Kathrin Plath, PhD Professor, Biological Chemistry
We all start out at as a single cell that gives rise to pluripotent cells that, given the right environment and the right cues, develop into all the different cell types in the human body. Dr. Kathrin Plath’s research has advanced our knowledge about this process, and her contributions inform our understanding of human development and how stem cell technologies can be applied in regenerative medicine. Dr. Plath steps into the U Magazine Spotlight.
When did you begin to think about science?
In school, I was always good at math and sciences — chemistry and physics more so than biology. My mother is a chemist, so that might also have had something to do with it.
What was your first experiment?
My mother brought home some salts that I could use to grow crystals — blue crystals, green crystals. It wasn’t that exciting, really, but I enjoyed it. In school in East Germany, science was taught very differently than it is here, not very hands-on. Now, I get to teach elementary school kids things like how to prep DNA. They find DNA very goopy; they like that. And I think they really do learn something. They realize that there is stuff inside of us that determines if we are going to be a tomato or a strawberry or a grasshopper or a person.
Who are your science heroes?
I should answer Gregor Mendel or Marie Curie, but I don’t feel that way. My science heroes are probably my PhD advisor and my postdoc advisor because I have learned so much from them. Those guys are quite amazing and have taught me a lot.

ACTIVITY LIST:
1/ In the interview with Kathrin Plath, what is her mother's profession?
2/ Carry the Kathrin Plath interview forward from the point where it stops.
The items after this interview are separate material and have nothing to do with it.

DATASET ENTRIES:

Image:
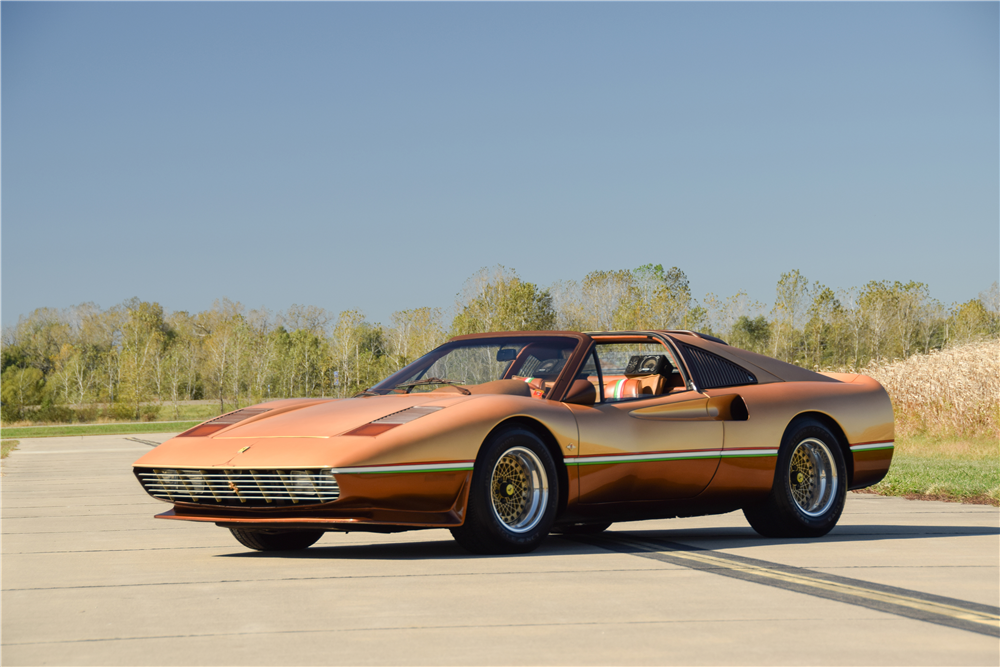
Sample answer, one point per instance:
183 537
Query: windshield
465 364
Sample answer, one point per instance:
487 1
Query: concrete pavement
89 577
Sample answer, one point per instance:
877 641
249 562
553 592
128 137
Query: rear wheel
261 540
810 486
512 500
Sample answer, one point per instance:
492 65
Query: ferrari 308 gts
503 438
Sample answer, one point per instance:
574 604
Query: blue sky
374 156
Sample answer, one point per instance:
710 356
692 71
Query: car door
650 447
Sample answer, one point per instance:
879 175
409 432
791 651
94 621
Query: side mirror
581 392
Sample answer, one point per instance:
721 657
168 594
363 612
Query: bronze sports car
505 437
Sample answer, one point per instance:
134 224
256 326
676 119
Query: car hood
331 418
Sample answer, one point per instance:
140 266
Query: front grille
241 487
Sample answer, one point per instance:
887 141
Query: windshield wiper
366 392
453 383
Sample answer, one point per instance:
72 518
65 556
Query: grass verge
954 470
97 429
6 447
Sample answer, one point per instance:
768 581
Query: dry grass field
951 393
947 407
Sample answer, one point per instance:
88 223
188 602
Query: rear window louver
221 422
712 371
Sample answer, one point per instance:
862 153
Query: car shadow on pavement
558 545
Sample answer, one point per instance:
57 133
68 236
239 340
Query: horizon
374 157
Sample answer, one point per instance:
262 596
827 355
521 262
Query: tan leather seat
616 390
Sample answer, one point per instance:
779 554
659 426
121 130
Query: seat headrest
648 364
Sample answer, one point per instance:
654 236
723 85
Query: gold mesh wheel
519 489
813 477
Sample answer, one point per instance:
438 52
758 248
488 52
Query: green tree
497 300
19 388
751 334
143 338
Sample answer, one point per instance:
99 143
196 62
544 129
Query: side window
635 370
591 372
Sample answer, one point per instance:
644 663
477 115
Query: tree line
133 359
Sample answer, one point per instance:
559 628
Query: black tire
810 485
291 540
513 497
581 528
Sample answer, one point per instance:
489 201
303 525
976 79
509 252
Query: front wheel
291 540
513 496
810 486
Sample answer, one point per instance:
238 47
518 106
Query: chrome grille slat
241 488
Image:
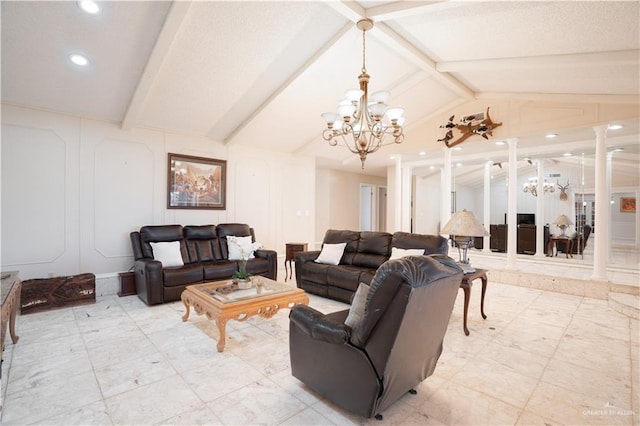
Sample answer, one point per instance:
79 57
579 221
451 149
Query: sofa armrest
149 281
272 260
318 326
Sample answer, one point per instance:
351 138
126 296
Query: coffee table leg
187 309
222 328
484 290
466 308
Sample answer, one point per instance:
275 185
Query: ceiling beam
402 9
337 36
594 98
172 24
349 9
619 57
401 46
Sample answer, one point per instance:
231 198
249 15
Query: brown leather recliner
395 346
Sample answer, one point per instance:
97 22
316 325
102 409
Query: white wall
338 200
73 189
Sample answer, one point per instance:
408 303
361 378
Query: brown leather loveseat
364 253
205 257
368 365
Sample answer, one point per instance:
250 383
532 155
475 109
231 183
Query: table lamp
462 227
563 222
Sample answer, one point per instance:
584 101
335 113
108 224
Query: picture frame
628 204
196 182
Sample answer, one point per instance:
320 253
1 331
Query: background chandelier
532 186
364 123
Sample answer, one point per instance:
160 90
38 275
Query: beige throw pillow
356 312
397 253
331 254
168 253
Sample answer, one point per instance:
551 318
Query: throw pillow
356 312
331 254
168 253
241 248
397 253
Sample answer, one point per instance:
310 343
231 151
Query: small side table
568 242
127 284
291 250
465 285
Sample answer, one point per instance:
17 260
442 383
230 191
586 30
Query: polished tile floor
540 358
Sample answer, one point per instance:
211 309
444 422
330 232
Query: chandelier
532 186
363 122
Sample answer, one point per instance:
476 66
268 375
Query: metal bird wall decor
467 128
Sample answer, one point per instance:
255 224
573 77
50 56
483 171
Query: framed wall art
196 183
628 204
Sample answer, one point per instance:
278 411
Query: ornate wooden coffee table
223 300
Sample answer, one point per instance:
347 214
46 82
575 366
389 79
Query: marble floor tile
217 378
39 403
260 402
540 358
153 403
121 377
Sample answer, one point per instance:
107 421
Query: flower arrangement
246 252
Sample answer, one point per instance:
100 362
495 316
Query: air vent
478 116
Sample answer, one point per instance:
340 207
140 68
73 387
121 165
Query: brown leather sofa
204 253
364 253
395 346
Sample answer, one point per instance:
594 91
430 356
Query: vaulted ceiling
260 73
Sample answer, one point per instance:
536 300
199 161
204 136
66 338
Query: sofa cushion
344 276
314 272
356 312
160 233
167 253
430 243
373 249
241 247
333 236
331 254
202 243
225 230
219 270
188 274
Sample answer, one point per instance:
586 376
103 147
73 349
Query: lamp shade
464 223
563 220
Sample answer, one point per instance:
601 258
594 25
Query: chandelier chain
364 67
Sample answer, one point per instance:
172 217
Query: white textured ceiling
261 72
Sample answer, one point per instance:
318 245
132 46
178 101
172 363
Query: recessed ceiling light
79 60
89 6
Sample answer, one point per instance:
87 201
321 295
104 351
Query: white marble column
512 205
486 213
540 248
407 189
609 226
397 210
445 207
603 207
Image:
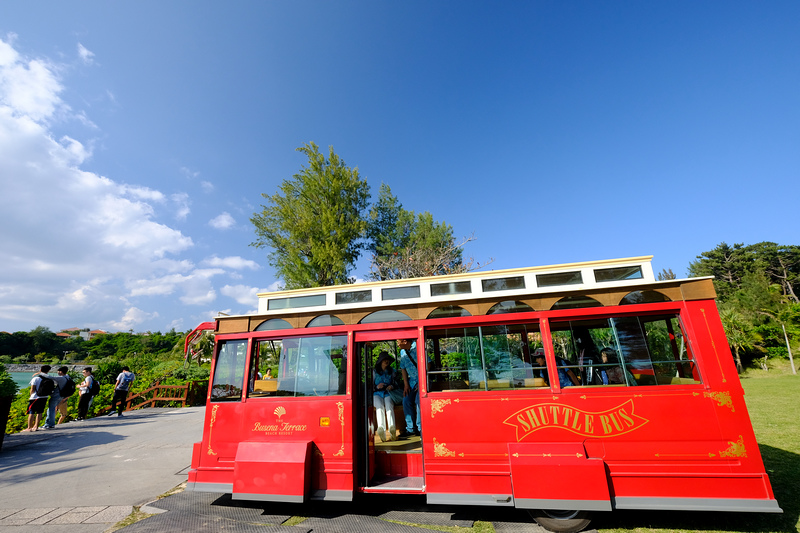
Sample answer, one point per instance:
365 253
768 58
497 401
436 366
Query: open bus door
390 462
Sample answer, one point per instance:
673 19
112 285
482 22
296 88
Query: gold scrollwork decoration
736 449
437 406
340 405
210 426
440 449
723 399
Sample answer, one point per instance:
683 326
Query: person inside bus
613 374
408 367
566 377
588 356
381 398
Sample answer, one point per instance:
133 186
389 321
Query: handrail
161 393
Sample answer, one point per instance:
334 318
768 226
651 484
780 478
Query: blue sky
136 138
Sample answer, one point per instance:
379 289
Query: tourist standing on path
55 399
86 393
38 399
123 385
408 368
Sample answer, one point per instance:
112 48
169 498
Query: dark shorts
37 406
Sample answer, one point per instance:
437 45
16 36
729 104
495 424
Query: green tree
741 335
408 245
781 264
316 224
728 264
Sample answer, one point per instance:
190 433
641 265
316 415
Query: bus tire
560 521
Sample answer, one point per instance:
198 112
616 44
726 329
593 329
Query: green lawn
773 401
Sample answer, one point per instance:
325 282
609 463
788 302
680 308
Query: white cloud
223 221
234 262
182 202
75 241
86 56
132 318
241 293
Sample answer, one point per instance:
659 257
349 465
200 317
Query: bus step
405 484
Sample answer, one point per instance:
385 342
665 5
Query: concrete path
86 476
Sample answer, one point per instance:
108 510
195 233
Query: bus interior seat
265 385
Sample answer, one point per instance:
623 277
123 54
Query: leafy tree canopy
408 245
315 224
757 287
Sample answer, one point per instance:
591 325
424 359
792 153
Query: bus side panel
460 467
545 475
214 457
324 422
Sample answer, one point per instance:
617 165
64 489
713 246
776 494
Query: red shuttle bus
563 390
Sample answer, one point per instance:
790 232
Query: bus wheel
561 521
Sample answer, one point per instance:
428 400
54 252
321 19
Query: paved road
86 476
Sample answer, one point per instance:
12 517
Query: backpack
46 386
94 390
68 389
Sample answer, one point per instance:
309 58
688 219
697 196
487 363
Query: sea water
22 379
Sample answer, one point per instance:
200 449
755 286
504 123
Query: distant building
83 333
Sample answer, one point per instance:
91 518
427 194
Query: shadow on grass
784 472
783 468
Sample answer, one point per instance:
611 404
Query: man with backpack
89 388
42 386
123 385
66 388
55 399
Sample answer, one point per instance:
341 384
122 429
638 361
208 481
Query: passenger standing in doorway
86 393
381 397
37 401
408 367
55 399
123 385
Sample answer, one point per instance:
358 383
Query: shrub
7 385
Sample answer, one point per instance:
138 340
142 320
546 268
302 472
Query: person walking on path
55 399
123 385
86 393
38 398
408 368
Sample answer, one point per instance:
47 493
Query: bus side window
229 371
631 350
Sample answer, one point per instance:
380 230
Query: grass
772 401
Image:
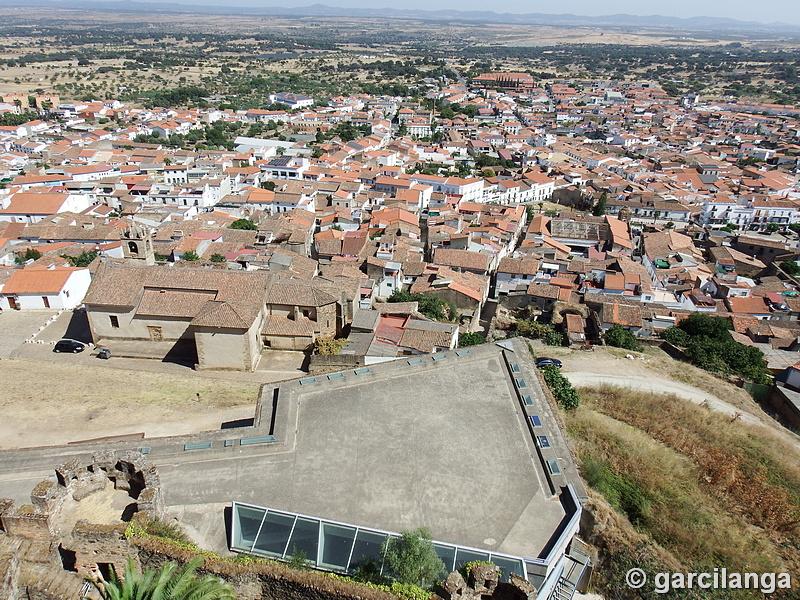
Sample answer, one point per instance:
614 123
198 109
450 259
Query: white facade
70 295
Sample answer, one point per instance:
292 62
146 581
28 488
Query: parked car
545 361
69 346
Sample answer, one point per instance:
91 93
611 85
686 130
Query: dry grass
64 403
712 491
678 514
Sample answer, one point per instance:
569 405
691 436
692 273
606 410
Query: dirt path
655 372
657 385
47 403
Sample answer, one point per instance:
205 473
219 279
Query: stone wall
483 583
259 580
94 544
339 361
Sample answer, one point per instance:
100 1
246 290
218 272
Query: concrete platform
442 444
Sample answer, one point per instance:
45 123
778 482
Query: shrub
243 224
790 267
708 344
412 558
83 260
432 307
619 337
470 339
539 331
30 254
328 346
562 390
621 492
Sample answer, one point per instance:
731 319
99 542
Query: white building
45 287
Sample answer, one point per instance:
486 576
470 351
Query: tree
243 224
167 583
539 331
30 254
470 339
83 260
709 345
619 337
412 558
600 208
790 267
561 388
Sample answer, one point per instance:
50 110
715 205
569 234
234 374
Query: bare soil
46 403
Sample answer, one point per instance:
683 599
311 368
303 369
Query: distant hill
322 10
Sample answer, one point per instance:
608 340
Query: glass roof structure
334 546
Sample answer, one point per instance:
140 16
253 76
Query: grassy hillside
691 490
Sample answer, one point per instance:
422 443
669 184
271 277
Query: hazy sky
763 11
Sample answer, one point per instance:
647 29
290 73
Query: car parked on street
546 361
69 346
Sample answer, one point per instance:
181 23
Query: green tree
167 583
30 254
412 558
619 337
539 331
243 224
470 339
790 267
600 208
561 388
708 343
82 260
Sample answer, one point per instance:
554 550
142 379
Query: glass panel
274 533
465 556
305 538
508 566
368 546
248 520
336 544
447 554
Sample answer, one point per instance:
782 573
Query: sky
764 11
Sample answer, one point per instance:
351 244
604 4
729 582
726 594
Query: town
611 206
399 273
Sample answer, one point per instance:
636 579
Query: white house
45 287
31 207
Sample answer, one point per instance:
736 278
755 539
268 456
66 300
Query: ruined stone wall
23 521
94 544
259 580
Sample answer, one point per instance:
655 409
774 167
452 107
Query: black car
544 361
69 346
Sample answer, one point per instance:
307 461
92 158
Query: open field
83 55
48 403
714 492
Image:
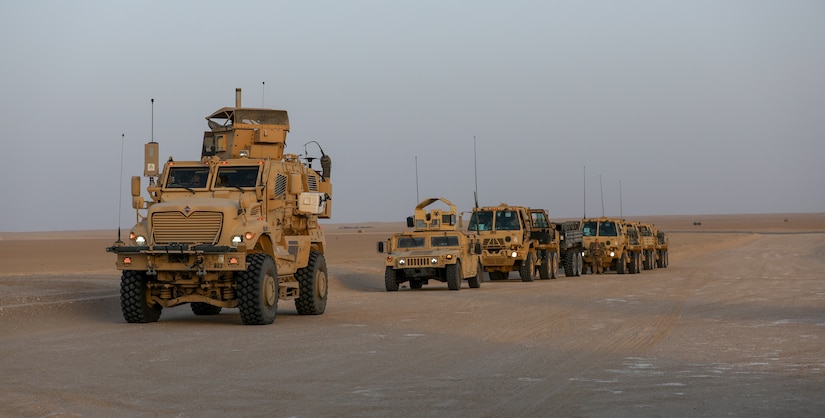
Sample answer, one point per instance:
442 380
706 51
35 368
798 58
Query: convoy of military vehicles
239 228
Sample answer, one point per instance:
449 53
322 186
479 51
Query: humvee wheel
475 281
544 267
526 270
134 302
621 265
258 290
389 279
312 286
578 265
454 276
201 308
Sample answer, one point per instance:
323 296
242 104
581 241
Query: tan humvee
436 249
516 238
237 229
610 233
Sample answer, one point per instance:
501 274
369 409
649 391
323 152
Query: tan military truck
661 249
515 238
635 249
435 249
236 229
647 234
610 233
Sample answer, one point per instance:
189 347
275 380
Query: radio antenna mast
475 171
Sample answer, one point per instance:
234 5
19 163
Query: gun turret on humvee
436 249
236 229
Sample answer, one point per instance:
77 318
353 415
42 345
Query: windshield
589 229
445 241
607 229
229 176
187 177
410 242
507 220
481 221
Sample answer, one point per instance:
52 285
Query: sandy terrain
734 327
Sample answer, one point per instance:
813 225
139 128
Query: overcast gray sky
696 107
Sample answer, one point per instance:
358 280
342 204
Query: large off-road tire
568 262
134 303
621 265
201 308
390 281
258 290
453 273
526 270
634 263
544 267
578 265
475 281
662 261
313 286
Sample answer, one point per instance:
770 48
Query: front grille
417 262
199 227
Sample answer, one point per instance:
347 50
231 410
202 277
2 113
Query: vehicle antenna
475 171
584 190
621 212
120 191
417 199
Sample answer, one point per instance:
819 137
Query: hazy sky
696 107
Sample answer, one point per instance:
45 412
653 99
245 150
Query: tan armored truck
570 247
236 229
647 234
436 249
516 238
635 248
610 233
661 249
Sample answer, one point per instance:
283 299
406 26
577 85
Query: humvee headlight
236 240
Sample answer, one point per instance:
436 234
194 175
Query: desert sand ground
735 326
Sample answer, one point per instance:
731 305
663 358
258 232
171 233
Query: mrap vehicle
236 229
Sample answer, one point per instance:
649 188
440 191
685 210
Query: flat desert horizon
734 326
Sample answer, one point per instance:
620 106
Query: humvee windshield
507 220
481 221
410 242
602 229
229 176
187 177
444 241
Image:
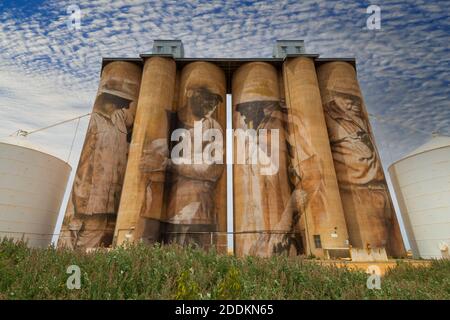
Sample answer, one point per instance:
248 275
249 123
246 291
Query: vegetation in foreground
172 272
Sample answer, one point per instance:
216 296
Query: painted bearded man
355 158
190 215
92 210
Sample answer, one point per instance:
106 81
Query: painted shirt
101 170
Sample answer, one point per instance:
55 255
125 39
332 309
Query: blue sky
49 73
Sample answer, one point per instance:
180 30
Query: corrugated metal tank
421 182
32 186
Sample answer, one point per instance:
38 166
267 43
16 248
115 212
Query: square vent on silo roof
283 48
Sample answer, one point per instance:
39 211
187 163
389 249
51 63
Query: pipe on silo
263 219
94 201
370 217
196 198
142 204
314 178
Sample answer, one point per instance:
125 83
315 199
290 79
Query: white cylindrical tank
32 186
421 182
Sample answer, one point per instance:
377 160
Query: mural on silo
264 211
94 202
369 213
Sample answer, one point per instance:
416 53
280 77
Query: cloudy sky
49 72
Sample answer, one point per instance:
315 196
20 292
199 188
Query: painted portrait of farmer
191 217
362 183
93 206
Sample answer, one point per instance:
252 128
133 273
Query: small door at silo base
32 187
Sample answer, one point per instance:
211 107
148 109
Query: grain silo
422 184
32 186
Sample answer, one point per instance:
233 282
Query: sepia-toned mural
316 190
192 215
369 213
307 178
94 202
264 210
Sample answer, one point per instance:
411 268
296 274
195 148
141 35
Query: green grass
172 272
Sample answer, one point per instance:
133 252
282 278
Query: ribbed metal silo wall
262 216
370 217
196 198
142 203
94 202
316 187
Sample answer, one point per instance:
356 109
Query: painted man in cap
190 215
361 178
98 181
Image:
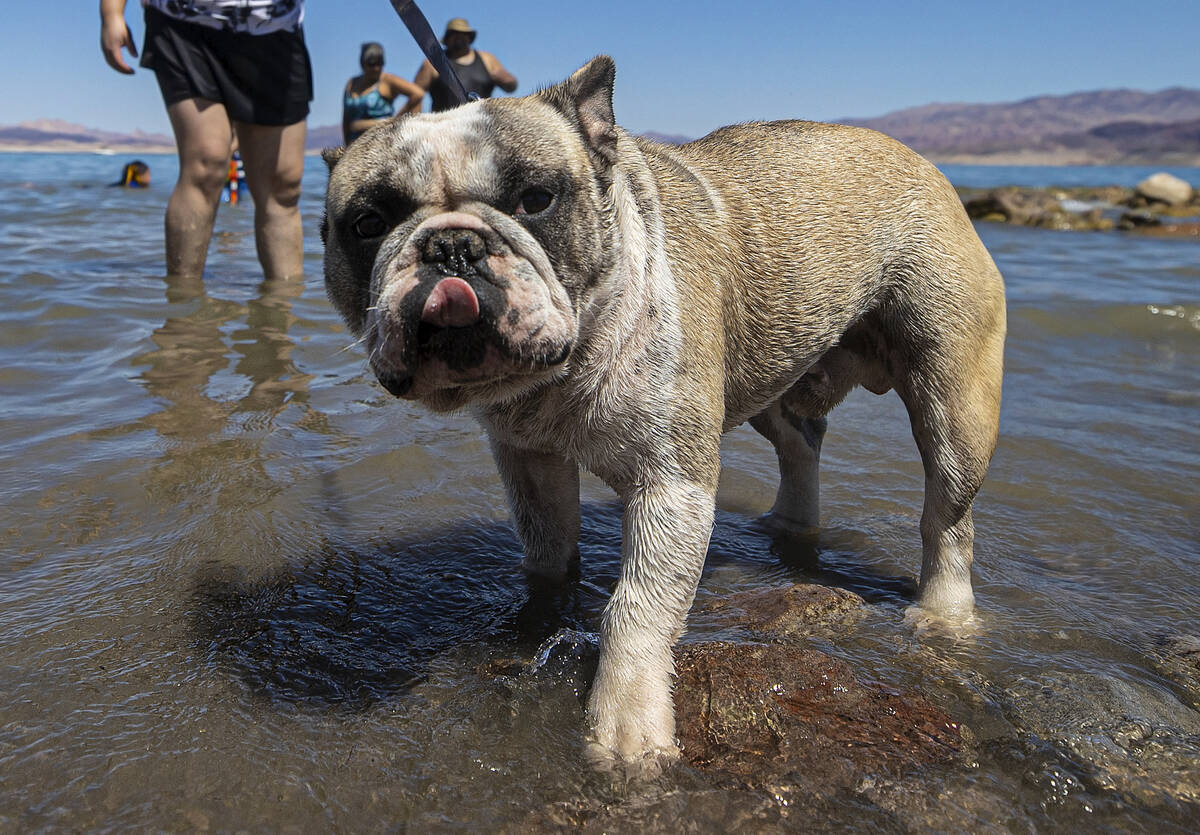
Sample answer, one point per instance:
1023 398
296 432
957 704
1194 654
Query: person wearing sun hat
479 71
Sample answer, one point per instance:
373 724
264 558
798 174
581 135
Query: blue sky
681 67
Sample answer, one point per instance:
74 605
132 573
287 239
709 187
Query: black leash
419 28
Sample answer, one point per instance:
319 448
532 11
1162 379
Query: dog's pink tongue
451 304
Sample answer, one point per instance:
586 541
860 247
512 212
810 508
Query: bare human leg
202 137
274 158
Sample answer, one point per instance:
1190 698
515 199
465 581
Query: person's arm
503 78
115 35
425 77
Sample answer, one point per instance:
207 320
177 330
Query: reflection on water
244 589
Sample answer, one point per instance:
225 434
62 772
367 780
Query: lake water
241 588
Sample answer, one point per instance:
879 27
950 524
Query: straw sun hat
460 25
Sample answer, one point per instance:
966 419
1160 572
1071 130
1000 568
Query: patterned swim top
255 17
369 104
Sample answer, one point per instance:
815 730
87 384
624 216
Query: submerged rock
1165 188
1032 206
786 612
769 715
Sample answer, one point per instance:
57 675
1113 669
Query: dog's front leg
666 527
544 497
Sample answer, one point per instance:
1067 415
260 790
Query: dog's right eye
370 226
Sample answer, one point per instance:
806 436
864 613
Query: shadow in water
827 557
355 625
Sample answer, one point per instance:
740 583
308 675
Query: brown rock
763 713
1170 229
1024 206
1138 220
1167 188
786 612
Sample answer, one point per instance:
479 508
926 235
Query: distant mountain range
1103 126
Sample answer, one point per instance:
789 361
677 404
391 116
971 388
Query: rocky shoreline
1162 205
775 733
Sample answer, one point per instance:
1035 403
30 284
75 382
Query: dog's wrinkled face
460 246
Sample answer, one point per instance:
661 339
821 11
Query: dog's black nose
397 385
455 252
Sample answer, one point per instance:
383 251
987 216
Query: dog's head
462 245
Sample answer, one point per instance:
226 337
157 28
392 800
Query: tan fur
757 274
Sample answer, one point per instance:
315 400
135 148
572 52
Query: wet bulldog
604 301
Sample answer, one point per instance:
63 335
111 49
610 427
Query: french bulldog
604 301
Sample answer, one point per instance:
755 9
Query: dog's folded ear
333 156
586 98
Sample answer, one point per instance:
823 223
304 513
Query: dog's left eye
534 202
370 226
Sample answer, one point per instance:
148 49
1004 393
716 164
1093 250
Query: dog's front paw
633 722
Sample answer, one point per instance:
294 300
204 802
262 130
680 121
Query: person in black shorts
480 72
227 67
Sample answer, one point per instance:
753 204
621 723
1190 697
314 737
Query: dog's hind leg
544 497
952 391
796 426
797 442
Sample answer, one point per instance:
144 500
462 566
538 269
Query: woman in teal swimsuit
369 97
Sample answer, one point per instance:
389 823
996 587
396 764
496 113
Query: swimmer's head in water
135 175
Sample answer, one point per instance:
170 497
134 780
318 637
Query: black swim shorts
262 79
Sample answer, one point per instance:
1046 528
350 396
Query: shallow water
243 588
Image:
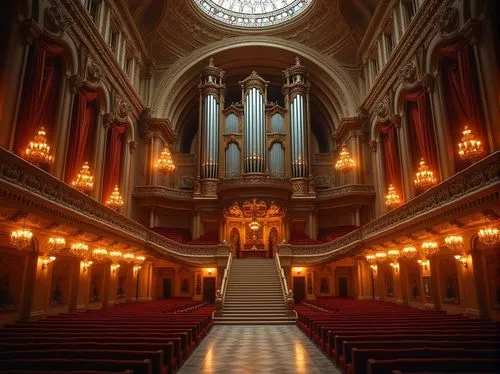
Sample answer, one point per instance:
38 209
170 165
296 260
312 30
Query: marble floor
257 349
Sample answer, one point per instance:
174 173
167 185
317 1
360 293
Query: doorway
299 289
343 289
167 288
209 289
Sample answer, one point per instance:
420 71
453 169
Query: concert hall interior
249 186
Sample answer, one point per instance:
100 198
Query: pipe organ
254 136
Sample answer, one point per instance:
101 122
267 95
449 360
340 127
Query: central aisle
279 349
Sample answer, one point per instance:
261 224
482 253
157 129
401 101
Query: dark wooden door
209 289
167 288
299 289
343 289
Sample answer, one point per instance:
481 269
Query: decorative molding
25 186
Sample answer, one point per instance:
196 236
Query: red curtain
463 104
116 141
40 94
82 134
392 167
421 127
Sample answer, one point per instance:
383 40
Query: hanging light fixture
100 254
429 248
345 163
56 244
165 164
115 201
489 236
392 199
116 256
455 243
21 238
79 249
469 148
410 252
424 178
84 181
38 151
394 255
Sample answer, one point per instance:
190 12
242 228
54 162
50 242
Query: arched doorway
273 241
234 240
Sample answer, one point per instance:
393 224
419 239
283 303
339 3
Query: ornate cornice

RESPONSES IN ORDER:
1/ Her mother is a chemist.

2/
Where are you happiest?
With my family and friends, being with people who I am close to and doing something together — going skiing or hiking or traveling together. We went to Hawaii, and I tried surfing for the first time! What do you consider to be your finest achievement? I don’t think of my science like that. I feel like every paper contributes to the bigger goal a little bit. We make little steps with every paper, and I hope in the long run that everything together will achieve something that is useful for the greater public. What do you appreciate most in your colleagues? Honesty. I don’t want to hear that I’m the greatest and the best. I want to hear constructive criticism. What is your greatest fault? Impatience. Sometimes I just can’t wait. And I’m a fast driver, too. I can’t deal with slow people driving in front of me.
What is your greatest virtue?
Tenacity. Fairness. I try to be fair to everyone. When do you not think about science? It’s always there a little bit. I guess when I am doing something with friends or family is the least likely time that I think about it. But usually it’s somewhere in the background.
If not a scientist, what would you be?
I wanted to become a mathematician when I got out of school. But my math teacher told me I wasn’t good enough. I guess I would be a surgeon.
What is your most treasured possession?
What I really value is my cappuccino in the morning, so it would be our espresso machine at home. If I don’t get it, I’m in a bad mood.
What keeps you up at night?
Writing grants and papers.
To which superhero do you most relate?
I actually never read superhero books, so I don’t know them. I guess I know of Batman and Superman, but I don’t know what they stand for.
Where does your inspiration come from?
I think from talking to colleagues or lab members or friends about science and about new ways of approaching our problems and what we could do differently or what are good questions.
What is your biggest ‘aha!’ moment?
I’m still waiting for it.
How do you want to change the world?
I don’t want to change the world in a big way. I think in little steps. If I can contribute by educating students and friends or by interacting with people, or if my science makes little achievements, that’s good enough for me.
What is your definition of happiness?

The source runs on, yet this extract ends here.